### What the task requires
Begin with the line containing "[find] the black puffer" and reproduce it and all later lines exactly, through the last line of the records. Add nothing else.

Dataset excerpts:
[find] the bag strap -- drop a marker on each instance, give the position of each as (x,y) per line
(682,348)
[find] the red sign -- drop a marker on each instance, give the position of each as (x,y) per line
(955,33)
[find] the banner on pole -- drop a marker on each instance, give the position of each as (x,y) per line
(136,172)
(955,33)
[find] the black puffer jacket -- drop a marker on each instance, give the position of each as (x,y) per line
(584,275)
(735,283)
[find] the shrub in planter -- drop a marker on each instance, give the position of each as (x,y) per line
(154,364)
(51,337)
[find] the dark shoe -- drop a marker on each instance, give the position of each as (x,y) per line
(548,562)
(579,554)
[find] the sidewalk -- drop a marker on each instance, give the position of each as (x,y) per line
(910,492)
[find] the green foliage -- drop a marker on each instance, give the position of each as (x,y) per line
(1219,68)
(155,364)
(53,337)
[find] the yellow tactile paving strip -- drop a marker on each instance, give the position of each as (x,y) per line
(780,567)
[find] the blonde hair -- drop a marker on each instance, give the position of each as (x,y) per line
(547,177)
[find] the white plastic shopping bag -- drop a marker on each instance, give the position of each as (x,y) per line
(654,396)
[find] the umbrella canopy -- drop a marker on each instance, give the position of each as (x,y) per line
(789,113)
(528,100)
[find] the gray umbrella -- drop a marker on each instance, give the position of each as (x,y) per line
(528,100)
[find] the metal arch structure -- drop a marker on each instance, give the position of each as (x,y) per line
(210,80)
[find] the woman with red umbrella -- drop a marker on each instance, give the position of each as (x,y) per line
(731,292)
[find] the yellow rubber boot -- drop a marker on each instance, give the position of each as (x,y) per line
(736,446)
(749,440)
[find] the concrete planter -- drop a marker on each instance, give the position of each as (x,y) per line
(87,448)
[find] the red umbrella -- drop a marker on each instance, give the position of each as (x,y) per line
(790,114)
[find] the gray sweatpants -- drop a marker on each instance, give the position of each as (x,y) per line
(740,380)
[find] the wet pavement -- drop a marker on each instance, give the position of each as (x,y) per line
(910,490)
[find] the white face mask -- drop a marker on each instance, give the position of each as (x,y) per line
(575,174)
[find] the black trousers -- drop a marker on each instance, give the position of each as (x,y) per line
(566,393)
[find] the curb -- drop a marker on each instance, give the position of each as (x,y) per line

### Output of the exercise
[find] the black puffer jacket -- drop a marker on each instance, give the position of each as (x,y) per line
(584,275)
(735,283)
[find] the shrub in planter -- drop a marker on each instance, give the position of each as (x,y) per line
(154,364)
(51,337)
[find] the dark shoe -- drop a marker on each instance, give the position of each as (x,y) per line
(548,562)
(579,554)
[find] the sidewalk -- drop a marker on each instance, give the position of each as (x,y) per line
(910,492)
[find] the green foliage -- drop a marker on each instance, give the position of each as (x,y) per line
(1219,68)
(155,364)
(53,337)
[find] the yellow tactile paving strip -- drop a marker on each instance, give the position of each as (x,y) per line
(780,567)
[find] the blonde hair -- drop a marker on each instance, give the position of each as (x,y) per line
(547,177)
[find] the white plastic shopping bag -- drop a marker on each instance, give the position of each as (x,y) per line
(654,396)
[find] the umbrella canopy -- drop a marker on each instance, give the position of each as (x,y) per line
(789,113)
(528,100)
[find] the gray umbrella -- drop a marker on each instance, give the position of each as (x,y) per line
(528,100)
[find] the metal arch structure -- drop a marker on each instance, give the position of each as (x,y) per line
(210,80)
[find] the woman with red umbrella -- drop a marker on each instance, give the position of each as (x,y) per line
(731,292)
[find] the yellow rubber boot -- drop a marker on each instance, give the position of each as (x,y) per line
(736,446)
(749,440)
[find] the concrete planter -- drop a marker on each instance, give the position of each as (x,y) per line
(87,448)
[find] the red umbrella -- drop a marker on each instance, give the position of each as (x,y) per line
(790,114)
[find] the gray sweatpants -- drop a marker on each instance, give the position of each as (x,y) per line
(740,380)
[find] the wet pavement -- drop a marker on each instance, give the position of each as (x,y) per line
(910,490)
[find] the white face mask -- drop a marker on each instance, give the position of each as (x,y) per line
(575,174)
[find] the black trousers -- drop a marker on each instance, give the position of each as (x,y) per line
(566,393)
[find] the curb -- drop a marker on each instance, give the position of each as (x,y) per line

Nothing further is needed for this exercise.